» **题目**:
请从含有“Find the brown”的那一行开始，到含有“Find the white”的那一行为止，把这些行重新写出，其中的“instance”一律换成“occurrence”，其余内容保持不变。只需写出这几行。

位置标注数据集节选:
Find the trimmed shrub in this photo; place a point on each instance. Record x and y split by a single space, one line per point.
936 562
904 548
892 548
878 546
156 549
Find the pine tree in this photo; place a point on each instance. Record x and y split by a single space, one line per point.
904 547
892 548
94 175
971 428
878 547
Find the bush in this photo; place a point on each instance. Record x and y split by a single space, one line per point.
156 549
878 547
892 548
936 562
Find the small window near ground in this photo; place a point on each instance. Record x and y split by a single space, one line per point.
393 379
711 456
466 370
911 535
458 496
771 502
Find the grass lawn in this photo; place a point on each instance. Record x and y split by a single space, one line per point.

---

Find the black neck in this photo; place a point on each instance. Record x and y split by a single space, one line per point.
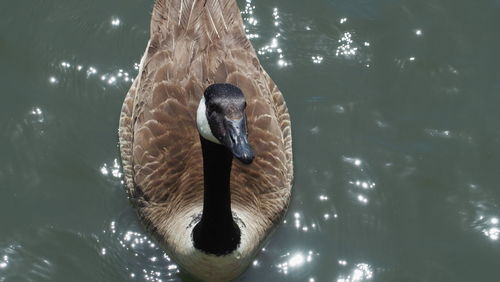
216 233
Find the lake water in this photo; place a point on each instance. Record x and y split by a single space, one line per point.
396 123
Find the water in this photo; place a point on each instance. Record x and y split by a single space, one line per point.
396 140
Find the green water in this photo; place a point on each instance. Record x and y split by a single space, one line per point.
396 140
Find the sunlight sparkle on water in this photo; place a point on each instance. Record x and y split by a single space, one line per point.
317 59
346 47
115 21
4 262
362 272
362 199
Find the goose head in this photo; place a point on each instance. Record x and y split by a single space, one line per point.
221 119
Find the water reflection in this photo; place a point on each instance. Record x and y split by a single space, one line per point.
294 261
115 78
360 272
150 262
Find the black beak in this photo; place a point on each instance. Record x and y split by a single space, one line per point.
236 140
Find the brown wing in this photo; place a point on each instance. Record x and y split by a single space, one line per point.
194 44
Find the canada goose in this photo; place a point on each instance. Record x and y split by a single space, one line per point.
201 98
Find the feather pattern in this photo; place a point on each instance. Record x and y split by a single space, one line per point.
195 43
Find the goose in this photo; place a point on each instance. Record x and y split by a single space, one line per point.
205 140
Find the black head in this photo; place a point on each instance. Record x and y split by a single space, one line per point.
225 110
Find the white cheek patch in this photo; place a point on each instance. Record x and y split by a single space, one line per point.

» **作答结果**:
Find the brown wing in this photo; place a point on each occurrence. Record x and y split by a single space, one line per point.
194 44
Find the canada goose in this photo; place a point on each occurrence. Record x and y split by a single space, one line per point.
201 98
Find the feather pattern in this photo; place a point on each occurrence. Record x and y split by a single space, one line per point.
195 43
Find the goose in this photo; place a point on each occurrence. Record x and y split by a single space, one line per point.
205 140
Find the black head in this photo; place a point on each occurrence. Record x and y split by a single space, one line per point.
225 110
Find the white cheek patch in this photo; place a point on each occurrence. Record x and y split by a single space, one line per point.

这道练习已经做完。